■ **Work item A**: In the race report below, which drivers are listed as retired, and what reason is given for each?
■ **Work item B**: Can you extend the race report below, picking up right after its final line?

■ **Document passage**:
[Start of section]

Meanwhile, Fangio was sitting in a comfortable lead and rode to his second victory of the season, as well as recording the fastest lap of the race. Only seven cars were able to finish. The retirements had put Trintignant in second and Moss (who scored his first podium in a World Championship race) in his privately entered Maserati in third. After his long pit stop González managed to recover and finished fourth in front of Pilette, Bira and Mantovani. For Pilette it was his first and only finish in the points of his career.

=== Race classification ===

| Pos | No | Driver | Constructor | Laps | Time/Retired | Grid | Points |
| 1 | 26 | Argentina Juan Manuel Fangio | Maserati | 36 | 2:44:42.4 | 1 | 9^{1} |
| 2 | 8 | France Maurice Trintignant | Ferrari | 36 | +24.2 | 6 | 6 |
| 3 | 22 | UK Stirling Moss | Maserati | 35 | +1 lap | 9 | 4 |
| 4 | 10 | UK Mike Hawthorn Argentina José Froilán González | Ferrari | 35 | +1 lap | 5 | 1.5 1.5 |
| 5 | 18 | Belgium André Pilette | Gordini | 35 | +1 lap | 8 | 2 |
| 6 | 20 | Thailand Prince Bira | Maserati | 35 | +1 lap | 13 |  |
| 7 | 30 | Italy Sergio Mantovani | Maserati | 34 | +2 laps | 11 |  |
| Ret | 4 | Italy Nino Farina | Ferrari | 14 | Ignition | 3 |  |
| Ret | 16 | Belgium Paul Frère | Gordini | 14 | Engine | 10 |  |
| Ret | 12 | France Jean Behra | Gordini | 12 | Suspension | 7 |  |
| Ret | 28 | Argentina Onofre Marimón | Maserati | 3 | Engine | 4 |  |
| Ret | 6 | Argentina José Froilán González | Ferrari | 1 | Engine | 2 |  |
| Ret | 2 | Belgium Jacques Swaters | Ferrari | 1 | Engine | 14 |  |
| Ret | 24 | Argentina Roberto Mieres | Maserati | 0 | Fire | 12 |  |
Source:

- Notes
- – Includes 1 point for fastest lap

==Shared drive==
- Car #10: Hawthorn (20 laps) then González (15 laps)

[End of section]

Stored records:
[Start of section]

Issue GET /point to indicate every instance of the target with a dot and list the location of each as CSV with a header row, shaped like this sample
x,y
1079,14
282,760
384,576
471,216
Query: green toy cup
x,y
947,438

[End of section]

■ **Exercise answer A**:
- Nino Farina: Ignition
- Paul Frère: Engine
- Jean Behra: Suspension
- Onofre Marimón: Engine
- José Froilán González: Engine
- Jacques Swaters: Engine
- Roberto Mieres: Fire

■ **Exercise answer B**:
== Championship standings after the race ==

After his second win of the season, Juan Manuel Fangio was in a comfortable lead with 17 points. Trintignant was second with 9, while Bill Vukovich, the winner of the Indianapolis 500 was third in the championship standings (although he wouldn't compete in another World Championship race that season).

- Drivers' Championship standings

|  | Pos | Driver | Points |
|  | 1 | Argentina Juan Manuel Fangio | 17 |
| 5 | 2 | France Maurice Trintignant | 9 |
| 1 | 3 | USA Bill Vukovich | 8 |
| 1 | 4 | Argentina José Froilán González | 6.5 |
| 2 | 5 | Italy Nino Farina | 6 |
Source:

- Note: Only the top five positions are included. Only the best 5 results counted towards the Championship.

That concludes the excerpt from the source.